EXCERPTED TEXT:
---
KELE
- Mountain Grove, Missouri; United States;
- Frequency: 1360 kHz
- Branding: AM 1360 The Patriot

Programming
- Format: News/talk
- Affiliations: CBS News Radio; NBC News Radio; Genesis Communications Network; Radio America; Westwood One;

Ownership
- Owner: Fred Dockins; (Dockins Communications, Inc);
- Sister stations: KFDS-FM; KOZX; KFLW;

History
- First air date: 1954
- Last air date: February 2024
- Former call signs: KLRS (1954–1987); KRFI (1987–1989); KCMG (1989–1996);

Technical information
- Licensing authority: FCC
- Facility ID: 12699
- Class: D
- Power: 1,000 watts day; 60 watts night;
- Transmitter coordinates: 37°08′07″N 92°14′59″W﻿ / ﻿37.135278°N 92.249722°W

Links
- Public license information: Public file; LMS;
- Website: 925thegrove.wordpress.com/about/am-1360-the-patriot/

= KELE (AM) =

KELE (1360 kHz) was an AM radio station airing a news/talk format licensed to Mountain Grove, Missouri. The station was owned by Fred Dockins, through licensee Dockins Communications, Inc. KELE was branded as "The Patriot".

KELE was an affiliate of Westwood One and CBS News Radio along with Radio America. The weekday program lineup included America in The Morning, First Light, Doug Stephan’s Good Day, The Jonathon Brandmeier Show, The Dana Show, The Ramsey Show, The Chad Benson Show and The Jim Bohannon Show.

KELE also carried local news at the bottom of the hour 24 hours a day along with local weather and feature programming.

KELE left the air in February 2024 due to transmitter failure. The Federal Communications Commission cancelled the station’s license on December 12, 2024.
---
TASKS AND EXERCISES:
**a)** State whether each statement agrees with the KELE article, answering yes or no and quoting the deciding words: (i) the station's license was cancelled on December 12, 2024; (ii) the station was branded as "The Grove"; (iii) local news aired at the top of the hour.
**b)** Quote the part of the KELE article that opens with the words containing "KELE was an" and closes with "Jim Bohannon Show.".
The rows that follow have no connection to the KELE article.

RAW DATA:
---
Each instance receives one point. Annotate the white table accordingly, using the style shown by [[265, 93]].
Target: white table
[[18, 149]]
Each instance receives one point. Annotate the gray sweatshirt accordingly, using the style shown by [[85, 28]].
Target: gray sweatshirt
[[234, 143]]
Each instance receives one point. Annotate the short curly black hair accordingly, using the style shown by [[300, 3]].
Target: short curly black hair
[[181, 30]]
---
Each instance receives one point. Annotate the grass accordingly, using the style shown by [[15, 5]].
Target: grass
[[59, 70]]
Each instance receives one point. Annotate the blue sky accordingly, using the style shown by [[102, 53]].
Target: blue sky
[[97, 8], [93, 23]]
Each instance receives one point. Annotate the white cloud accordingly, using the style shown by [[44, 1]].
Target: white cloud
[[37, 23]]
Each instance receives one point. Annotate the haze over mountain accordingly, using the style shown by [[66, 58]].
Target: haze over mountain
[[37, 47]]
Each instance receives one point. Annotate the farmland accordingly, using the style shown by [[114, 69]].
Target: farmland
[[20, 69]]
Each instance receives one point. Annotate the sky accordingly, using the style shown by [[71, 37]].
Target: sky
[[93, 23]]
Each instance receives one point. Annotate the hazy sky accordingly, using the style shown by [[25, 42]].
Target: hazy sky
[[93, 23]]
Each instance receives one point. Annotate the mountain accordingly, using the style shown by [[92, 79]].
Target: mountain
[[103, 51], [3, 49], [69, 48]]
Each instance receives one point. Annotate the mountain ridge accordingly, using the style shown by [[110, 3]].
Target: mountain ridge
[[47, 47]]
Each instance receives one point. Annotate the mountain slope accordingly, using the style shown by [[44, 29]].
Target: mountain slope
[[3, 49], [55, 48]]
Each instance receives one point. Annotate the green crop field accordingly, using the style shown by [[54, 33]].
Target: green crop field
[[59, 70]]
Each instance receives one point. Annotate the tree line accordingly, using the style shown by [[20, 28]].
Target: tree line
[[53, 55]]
---
EXERCISE ANSWERS:
**a)**
(i) Yes: "The Federal Communications Commission cancelled the station’s license on December 12, 2024."
(ii) No: "KELE was branded as "The Patriot"."
(iii) No: "local news at the bottom of the hour 24 hours a day"

**b)**
KELE was an affiliate of Westwood One and CBS News Radio along with Radio America. The weekday program lineup included America in The Morning, First Light, Doug Stephan’s Good Day, The Jonathon Brandmeier Show, The Dana Show, The Ramsey Show, The Chad Benson Show and The Jim Bohannon Show.